[Records of labeled points]
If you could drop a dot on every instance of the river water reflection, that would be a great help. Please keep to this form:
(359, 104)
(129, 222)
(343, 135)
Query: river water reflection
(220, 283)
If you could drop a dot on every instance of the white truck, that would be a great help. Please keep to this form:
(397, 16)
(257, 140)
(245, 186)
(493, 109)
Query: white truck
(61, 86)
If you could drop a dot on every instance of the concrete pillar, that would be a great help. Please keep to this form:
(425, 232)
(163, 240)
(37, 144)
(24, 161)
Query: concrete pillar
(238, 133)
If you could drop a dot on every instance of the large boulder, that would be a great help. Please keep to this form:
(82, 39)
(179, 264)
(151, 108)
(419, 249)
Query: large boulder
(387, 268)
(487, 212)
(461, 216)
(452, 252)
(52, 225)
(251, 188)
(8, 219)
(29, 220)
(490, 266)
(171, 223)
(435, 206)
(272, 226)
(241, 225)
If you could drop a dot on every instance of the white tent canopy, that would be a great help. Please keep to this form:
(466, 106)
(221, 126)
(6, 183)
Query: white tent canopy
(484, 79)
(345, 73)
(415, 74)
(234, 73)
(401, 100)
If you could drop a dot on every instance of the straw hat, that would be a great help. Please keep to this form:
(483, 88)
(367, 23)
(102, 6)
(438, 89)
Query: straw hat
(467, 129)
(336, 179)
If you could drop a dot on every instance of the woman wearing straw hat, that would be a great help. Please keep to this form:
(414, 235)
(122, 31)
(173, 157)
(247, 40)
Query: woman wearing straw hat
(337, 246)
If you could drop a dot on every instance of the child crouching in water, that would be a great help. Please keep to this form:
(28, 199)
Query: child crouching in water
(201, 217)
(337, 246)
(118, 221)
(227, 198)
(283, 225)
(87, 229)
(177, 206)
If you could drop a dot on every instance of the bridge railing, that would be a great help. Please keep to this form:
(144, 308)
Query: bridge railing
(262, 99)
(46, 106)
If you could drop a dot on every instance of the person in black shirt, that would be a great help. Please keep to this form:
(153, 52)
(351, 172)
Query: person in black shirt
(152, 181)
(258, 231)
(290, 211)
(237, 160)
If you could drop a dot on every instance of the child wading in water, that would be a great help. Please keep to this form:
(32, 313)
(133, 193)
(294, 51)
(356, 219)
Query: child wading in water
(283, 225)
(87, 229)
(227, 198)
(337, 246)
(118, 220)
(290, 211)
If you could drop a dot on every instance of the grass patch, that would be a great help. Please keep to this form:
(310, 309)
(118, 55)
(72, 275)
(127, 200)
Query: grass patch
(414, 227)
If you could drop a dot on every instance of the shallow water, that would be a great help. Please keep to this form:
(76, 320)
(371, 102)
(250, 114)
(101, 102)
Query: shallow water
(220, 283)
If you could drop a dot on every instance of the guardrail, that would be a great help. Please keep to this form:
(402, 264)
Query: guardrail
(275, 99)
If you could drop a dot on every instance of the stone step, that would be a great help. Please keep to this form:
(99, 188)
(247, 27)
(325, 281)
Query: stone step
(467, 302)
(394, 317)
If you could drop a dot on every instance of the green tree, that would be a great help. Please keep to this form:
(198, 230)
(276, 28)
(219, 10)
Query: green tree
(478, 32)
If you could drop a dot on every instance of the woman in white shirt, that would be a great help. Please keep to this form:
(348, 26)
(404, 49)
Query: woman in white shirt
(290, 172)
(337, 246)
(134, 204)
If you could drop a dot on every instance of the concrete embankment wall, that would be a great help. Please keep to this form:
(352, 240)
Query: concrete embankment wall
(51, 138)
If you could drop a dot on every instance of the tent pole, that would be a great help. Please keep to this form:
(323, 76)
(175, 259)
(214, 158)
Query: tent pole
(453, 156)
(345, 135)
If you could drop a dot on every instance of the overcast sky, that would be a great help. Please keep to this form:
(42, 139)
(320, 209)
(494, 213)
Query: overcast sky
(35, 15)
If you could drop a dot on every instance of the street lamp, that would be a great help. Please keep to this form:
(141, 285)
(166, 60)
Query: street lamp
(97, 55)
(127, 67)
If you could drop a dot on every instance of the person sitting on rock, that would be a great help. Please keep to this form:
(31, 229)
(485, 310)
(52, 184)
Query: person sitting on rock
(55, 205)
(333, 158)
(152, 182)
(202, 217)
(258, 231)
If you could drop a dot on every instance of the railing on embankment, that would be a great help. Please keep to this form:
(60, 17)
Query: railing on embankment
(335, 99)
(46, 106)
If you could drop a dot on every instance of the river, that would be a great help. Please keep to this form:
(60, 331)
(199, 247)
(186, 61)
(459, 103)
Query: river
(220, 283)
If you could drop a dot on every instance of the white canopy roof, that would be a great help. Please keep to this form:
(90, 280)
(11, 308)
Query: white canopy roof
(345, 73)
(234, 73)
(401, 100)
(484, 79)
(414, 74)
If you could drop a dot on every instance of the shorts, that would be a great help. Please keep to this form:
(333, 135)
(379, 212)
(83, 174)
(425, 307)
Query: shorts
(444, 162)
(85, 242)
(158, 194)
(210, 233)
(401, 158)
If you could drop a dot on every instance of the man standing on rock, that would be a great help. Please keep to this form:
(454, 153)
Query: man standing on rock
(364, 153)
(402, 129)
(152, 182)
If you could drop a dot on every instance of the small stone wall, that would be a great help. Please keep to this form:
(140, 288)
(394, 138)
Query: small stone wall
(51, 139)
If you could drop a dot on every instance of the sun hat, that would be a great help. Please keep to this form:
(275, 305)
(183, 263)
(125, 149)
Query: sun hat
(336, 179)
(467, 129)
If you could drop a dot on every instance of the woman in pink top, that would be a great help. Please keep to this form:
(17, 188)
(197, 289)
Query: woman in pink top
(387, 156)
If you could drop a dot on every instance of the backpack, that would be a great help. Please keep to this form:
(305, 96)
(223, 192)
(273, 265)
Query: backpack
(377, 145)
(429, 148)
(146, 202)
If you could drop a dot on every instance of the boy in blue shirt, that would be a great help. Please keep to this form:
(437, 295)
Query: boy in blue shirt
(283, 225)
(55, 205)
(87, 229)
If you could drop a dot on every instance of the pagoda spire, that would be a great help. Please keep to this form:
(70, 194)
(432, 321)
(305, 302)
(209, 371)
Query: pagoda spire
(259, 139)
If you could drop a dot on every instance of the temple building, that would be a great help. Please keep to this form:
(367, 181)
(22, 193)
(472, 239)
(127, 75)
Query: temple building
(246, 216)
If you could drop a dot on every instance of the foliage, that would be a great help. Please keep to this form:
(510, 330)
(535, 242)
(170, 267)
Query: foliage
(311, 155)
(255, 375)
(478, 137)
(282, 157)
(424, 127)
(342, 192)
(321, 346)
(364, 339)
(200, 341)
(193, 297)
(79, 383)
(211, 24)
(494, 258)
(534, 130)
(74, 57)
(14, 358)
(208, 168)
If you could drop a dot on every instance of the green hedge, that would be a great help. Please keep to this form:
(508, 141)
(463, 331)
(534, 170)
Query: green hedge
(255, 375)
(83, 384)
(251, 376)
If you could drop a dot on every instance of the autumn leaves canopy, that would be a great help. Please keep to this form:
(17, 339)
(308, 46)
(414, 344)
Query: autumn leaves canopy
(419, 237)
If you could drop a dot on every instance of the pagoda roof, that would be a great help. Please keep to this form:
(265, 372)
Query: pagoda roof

[Challenge]:
Please set down all the data word for word.

[Written answer]:
If you could drop a dot on every instance of the river water reflection, that would be a great help. Please keep to this form:
(359, 104)
(129, 222)
(343, 135)
Query: river water reflection
(220, 283)
If you could drop a dot on every instance of the white truck, that would be a great help. Please keep to this form:
(397, 16)
(257, 140)
(245, 186)
(493, 109)
Query: white truck
(61, 86)
If you could drop a dot on every instance of the concrete pillar, that would be a great help. Please keep to this form:
(425, 232)
(163, 240)
(37, 144)
(24, 161)
Query: concrete pillar
(238, 133)
If you could drop a dot on every instance of the large boulder, that would be a great help. Please keep to this form:
(82, 39)
(179, 264)
(151, 108)
(419, 249)
Query: large boulder
(387, 268)
(487, 212)
(461, 216)
(452, 252)
(52, 225)
(251, 188)
(8, 219)
(29, 220)
(490, 266)
(171, 223)
(435, 206)
(272, 226)
(241, 225)
If you could drop a dot on every instance of the white tent canopy, that would be a great help. Please keep to this form:
(466, 106)
(221, 126)
(6, 183)
Query: white tent canopy
(484, 79)
(345, 73)
(415, 74)
(234, 73)
(401, 100)
If you could drop a dot on every instance of the straw hat, that would be a great help. Please keep to this form:
(483, 88)
(367, 23)
(102, 6)
(438, 89)
Query: straw hat
(467, 129)
(336, 179)
If you could drop a dot on every instance of the woman wearing straw hat, that would be a great help. Please keep to this form:
(414, 235)
(122, 31)
(173, 157)
(247, 40)
Query: woman wearing straw hat
(337, 246)
If you could drop a dot on every instance of the child crouching in water, that would be a great help. Please keep to this form:
(28, 199)
Query: child crouching in water
(201, 217)
(337, 246)
(118, 221)
(227, 198)
(283, 225)
(87, 229)
(177, 206)
If you could drop a dot on every instance of the bridge railing, that would be a great help. Please keep to this form:
(144, 308)
Query: bridge railing
(262, 99)
(46, 106)
If you could drop a dot on every instance of the person in black shirt, that would be a great help. Please keep to this form:
(153, 52)
(351, 172)
Query: person in black shirt
(152, 181)
(258, 231)
(290, 211)
(237, 160)
If you could drop a dot on every instance of the child wading in water, that would be a great help. Please keep to this form:
(32, 313)
(133, 193)
(294, 51)
(356, 219)
Query: child wading in water
(283, 225)
(87, 229)
(227, 198)
(337, 246)
(118, 220)
(290, 211)
If you could drop a dot on every instance of the grass patch, that would be a great help. Please keep to this form:
(310, 309)
(118, 55)
(72, 275)
(127, 200)
Query: grass patch
(414, 227)
If you could drop a dot on every instance of the shallow water, that would be a great help. Please keep to this form:
(76, 320)
(371, 102)
(250, 114)
(101, 102)
Query: shallow water
(220, 283)
If you could drop a dot on every instance of the guardrail, that would be a great help. Please keep to this form:
(402, 264)
Query: guardrail
(275, 99)
If you could drop a dot on every instance of the stone step, that would be a great help. Please keep to this form:
(99, 188)
(247, 27)
(325, 281)
Query: stone step
(467, 302)
(394, 317)
If you could drop a dot on every instance of the green tree, that would be a great help. Please keep to this form:
(198, 230)
(276, 28)
(219, 10)
Query: green tree
(478, 32)
If you could drop a dot on every instance of the woman in white shirt, that would be a great help. Please keep to this form:
(348, 26)
(404, 49)
Query: woman in white shirt
(290, 172)
(337, 246)
(134, 204)
If you could drop a dot on every instance of the concrete embankment wall, that would be a great help. Please keep to this form:
(352, 240)
Query: concrete embankment wall
(51, 138)
If you could drop a dot on every instance of the tent pole, that would be a great help. Please keep to this form:
(323, 76)
(175, 259)
(214, 158)
Query: tent pole
(453, 156)
(345, 135)
If you could drop a dot on every instance of the overcast sky, that would be a great help. Please keep to this form:
(42, 139)
(320, 209)
(494, 213)
Query: overcast sky
(35, 15)
If you could drop a dot on every instance of the street lamp, that would be a great help. Please keep to this form:
(141, 285)
(166, 60)
Query: street lamp
(97, 55)
(127, 67)
If you could drop a dot on every instance of the person sitting on rock, that would be a great help. Please keep to this form:
(31, 229)
(485, 310)
(52, 184)
Query: person sitting on rock
(55, 205)
(333, 158)
(152, 182)
(202, 217)
(258, 231)
If you could drop a dot on every instance of the railing on embankment, that would be a great help. Please keep to this form:
(60, 17)
Query: railing on embankment
(335, 99)
(46, 106)
If you could drop a dot on every instance of the river, that would be a great help. Please keep to this form:
(60, 331)
(199, 247)
(186, 61)
(459, 103)
Query: river
(220, 283)
If you could drop a dot on every instance of the white canopy roof, that would be a great help. Please keep to this form:
(90, 280)
(11, 308)
Query: white canopy roof
(345, 73)
(234, 73)
(401, 100)
(484, 79)
(414, 74)
If you could drop a dot on every instance of the shorts, that would be a great help. Please keep to this form:
(333, 135)
(379, 212)
(83, 174)
(425, 307)
Query: shorts
(444, 162)
(85, 242)
(158, 194)
(210, 233)
(401, 158)
If you could drop a dot on every instance of the man standing on rock, that would be a great help. Please keep to this form:
(454, 153)
Query: man standing on rock
(364, 153)
(402, 129)
(152, 182)
If you could drop a dot on every instance of the small stone wall, that would be a great help. Please keep to this form:
(140, 288)
(394, 138)
Query: small stone wall
(51, 139)
If you could drop a dot on every instance of the sun hat, that would be a great help. Please keep to this form:
(275, 305)
(183, 263)
(125, 149)
Query: sun hat
(336, 179)
(467, 129)
If you could drop a dot on every instance of the woman in pink top, that would be a great help. Please keep to this form:
(17, 188)
(197, 289)
Query: woman in pink top
(387, 156)
If you could drop a dot on every instance of the backpack, that would be a great help. Please keep to this form:
(305, 96)
(223, 192)
(273, 265)
Query: backpack
(377, 145)
(429, 148)
(146, 202)
If you could drop a dot on every instance of the boy in blue shirt, that would be a great help. Please keep to this form:
(437, 295)
Query: boy in blue shirt
(283, 225)
(55, 205)
(87, 229)
If you could drop a dot on every instance of the pagoda spire, that would be a great help. Please keep to this form:
(70, 194)
(432, 321)
(305, 302)
(209, 371)
Query: pagoda spire
(259, 139)
If you could drop a dot on every instance of the temple building, that would be a great help. Please keep to this form:
(367, 181)
(22, 193)
(472, 239)
(127, 75)
Query: temple building
(246, 216)
If you could drop a dot on every instance of the foliage, that would be a great help. Please keep to this form:
(510, 330)
(535, 242)
(170, 267)
Query: foliage
(311, 155)
(255, 375)
(478, 137)
(282, 157)
(424, 127)
(342, 192)
(321, 346)
(364, 339)
(200, 341)
(193, 297)
(79, 383)
(211, 24)
(494, 258)
(534, 130)
(74, 57)
(14, 358)
(208, 168)
If you could drop a dot on every instance of the green hedge, that would be a great help. Please keep to this form:
(508, 141)
(463, 331)
(534, 170)
Query: green hedge
(255, 375)
(83, 384)
(251, 376)
If you could drop a dot on every instance of the autumn leaves canopy, that would be a great help. Please keep to this form:
(17, 339)
(308, 46)
(414, 344)
Query: autumn leaves canopy
(419, 237)
If you could drop a dot on every instance of the pagoda roof, that would be a great help. Please keep to this form:
(265, 372)
Query: pagoda roof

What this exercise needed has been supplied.